**Your task**
Write out once more the lines running from the top of the entries below to the line with "negative clicks: (176, 221) (236, 218)", both ends included.

(Collected data)

"""

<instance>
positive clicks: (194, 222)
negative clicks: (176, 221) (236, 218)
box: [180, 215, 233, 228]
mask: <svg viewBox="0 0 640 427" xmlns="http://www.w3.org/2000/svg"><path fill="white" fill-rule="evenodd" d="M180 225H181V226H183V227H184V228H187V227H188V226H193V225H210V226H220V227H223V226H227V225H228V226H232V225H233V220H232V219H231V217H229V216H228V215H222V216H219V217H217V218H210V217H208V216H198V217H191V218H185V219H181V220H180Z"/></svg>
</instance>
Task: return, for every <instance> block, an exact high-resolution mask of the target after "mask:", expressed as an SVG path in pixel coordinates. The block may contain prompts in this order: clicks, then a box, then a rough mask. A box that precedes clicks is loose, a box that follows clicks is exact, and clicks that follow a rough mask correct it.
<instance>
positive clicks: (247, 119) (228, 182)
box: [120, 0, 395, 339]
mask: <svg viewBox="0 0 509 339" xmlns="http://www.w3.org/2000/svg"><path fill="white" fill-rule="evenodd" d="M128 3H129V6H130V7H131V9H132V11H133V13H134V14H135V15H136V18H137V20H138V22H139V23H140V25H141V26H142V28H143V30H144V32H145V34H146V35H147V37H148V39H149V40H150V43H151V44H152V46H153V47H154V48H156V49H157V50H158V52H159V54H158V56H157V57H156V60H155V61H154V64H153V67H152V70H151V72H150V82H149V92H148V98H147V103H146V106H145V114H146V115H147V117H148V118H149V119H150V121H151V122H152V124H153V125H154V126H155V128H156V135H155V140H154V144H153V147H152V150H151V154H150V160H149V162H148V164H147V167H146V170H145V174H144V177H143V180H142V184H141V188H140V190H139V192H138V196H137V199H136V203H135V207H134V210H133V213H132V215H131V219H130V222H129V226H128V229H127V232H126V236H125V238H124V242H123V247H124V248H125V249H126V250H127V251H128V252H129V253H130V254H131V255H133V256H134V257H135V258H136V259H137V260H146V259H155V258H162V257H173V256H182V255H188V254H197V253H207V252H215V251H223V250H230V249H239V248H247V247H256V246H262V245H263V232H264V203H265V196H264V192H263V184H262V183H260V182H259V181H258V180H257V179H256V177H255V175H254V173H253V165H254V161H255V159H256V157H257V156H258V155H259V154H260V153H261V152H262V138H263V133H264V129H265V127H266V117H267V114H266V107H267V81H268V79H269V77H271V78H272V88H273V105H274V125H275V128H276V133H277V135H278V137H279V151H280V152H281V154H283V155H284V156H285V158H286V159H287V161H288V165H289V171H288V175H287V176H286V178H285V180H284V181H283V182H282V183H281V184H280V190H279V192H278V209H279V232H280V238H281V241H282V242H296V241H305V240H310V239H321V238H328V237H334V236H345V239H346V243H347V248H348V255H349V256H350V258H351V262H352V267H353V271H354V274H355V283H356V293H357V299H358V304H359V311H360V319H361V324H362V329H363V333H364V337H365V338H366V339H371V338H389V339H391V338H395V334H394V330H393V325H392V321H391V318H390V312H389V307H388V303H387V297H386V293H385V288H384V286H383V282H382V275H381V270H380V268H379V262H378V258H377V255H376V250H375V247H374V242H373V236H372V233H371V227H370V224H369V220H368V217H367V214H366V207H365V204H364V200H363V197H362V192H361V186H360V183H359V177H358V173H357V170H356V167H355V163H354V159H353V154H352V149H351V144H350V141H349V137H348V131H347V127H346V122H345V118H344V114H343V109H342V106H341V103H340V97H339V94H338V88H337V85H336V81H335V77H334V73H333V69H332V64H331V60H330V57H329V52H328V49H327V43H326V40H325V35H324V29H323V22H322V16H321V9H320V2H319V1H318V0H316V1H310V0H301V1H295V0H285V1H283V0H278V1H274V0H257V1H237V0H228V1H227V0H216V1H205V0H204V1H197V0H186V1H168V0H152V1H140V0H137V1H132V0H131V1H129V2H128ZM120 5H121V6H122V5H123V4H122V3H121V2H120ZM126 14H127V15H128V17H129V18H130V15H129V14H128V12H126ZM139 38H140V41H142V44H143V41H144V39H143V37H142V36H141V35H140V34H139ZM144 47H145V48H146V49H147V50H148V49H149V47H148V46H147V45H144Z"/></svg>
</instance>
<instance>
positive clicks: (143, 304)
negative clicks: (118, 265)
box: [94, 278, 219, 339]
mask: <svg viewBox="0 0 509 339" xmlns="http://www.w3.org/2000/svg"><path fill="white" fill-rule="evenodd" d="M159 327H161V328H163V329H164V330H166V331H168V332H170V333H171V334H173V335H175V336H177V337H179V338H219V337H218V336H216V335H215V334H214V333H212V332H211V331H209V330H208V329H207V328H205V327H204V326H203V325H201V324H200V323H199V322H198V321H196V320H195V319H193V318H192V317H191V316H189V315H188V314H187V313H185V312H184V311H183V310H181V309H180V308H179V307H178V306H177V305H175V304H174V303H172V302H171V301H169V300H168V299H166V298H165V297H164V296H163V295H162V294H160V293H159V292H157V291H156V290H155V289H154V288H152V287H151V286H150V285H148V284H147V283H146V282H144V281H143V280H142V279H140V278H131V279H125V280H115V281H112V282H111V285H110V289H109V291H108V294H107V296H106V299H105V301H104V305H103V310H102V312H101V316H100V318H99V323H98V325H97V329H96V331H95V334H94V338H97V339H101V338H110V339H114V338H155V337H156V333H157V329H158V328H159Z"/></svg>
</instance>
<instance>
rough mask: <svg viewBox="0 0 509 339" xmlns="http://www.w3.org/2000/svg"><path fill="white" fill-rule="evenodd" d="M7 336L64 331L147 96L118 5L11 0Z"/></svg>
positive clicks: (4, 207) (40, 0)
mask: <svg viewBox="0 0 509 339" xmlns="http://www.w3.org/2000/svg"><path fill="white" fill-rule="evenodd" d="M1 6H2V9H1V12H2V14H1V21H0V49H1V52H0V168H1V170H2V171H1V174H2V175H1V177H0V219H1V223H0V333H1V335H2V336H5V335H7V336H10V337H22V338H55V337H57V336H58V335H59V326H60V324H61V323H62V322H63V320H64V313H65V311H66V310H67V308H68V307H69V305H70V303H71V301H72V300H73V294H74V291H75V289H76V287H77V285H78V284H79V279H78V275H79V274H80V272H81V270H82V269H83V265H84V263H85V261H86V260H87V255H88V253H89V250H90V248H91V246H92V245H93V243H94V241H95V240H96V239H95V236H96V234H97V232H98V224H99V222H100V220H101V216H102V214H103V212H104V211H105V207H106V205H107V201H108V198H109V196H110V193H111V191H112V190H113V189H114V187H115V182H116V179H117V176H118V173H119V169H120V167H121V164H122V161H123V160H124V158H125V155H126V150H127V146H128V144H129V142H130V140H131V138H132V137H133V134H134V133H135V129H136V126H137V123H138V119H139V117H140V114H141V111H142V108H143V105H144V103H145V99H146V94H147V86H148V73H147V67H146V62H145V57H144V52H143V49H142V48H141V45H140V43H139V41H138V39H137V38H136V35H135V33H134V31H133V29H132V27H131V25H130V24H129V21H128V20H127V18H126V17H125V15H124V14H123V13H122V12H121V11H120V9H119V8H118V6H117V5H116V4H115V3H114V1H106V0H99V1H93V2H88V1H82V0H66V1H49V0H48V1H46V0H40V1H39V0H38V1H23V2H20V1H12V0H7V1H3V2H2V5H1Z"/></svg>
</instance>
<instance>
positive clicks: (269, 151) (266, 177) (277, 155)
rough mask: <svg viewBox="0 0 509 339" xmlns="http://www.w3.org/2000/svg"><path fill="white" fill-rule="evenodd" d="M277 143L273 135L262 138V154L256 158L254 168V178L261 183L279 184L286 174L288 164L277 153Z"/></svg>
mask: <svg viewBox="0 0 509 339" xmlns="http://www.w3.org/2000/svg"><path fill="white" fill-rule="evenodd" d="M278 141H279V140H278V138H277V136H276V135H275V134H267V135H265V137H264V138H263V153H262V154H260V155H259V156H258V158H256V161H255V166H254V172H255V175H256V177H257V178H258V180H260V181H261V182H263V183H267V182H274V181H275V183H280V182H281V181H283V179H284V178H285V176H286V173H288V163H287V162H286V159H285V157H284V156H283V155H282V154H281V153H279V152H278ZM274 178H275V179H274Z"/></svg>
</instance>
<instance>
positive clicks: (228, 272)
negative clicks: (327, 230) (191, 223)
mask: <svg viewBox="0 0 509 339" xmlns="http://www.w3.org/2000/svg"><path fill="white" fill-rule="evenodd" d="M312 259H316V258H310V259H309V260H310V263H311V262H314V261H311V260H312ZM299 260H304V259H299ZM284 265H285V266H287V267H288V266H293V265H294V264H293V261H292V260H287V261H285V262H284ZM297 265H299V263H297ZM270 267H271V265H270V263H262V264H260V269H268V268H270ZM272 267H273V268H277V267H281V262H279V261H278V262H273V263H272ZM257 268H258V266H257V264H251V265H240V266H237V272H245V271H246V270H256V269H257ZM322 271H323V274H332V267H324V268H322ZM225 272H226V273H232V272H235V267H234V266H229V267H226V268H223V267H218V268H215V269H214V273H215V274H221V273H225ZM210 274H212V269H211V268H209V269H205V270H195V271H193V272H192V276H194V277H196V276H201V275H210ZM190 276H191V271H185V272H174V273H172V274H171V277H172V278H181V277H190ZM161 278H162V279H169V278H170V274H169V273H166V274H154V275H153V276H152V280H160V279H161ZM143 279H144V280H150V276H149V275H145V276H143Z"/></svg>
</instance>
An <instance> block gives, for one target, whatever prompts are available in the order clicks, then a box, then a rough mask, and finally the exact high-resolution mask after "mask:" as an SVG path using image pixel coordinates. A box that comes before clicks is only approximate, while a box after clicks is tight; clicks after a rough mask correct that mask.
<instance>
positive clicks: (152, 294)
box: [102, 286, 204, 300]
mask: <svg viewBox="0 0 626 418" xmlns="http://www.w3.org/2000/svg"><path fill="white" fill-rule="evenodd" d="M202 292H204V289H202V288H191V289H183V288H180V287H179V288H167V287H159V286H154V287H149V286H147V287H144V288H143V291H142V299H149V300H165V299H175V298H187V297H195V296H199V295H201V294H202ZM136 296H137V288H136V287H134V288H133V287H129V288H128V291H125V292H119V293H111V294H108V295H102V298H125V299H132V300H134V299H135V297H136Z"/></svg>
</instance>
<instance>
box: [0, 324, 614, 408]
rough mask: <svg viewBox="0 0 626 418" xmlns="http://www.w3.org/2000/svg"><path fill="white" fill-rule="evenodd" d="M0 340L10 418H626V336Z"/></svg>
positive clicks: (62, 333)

"""

**Problem solution**
<instance>
positive clicks: (194, 222)
negative clicks: (176, 221) (236, 218)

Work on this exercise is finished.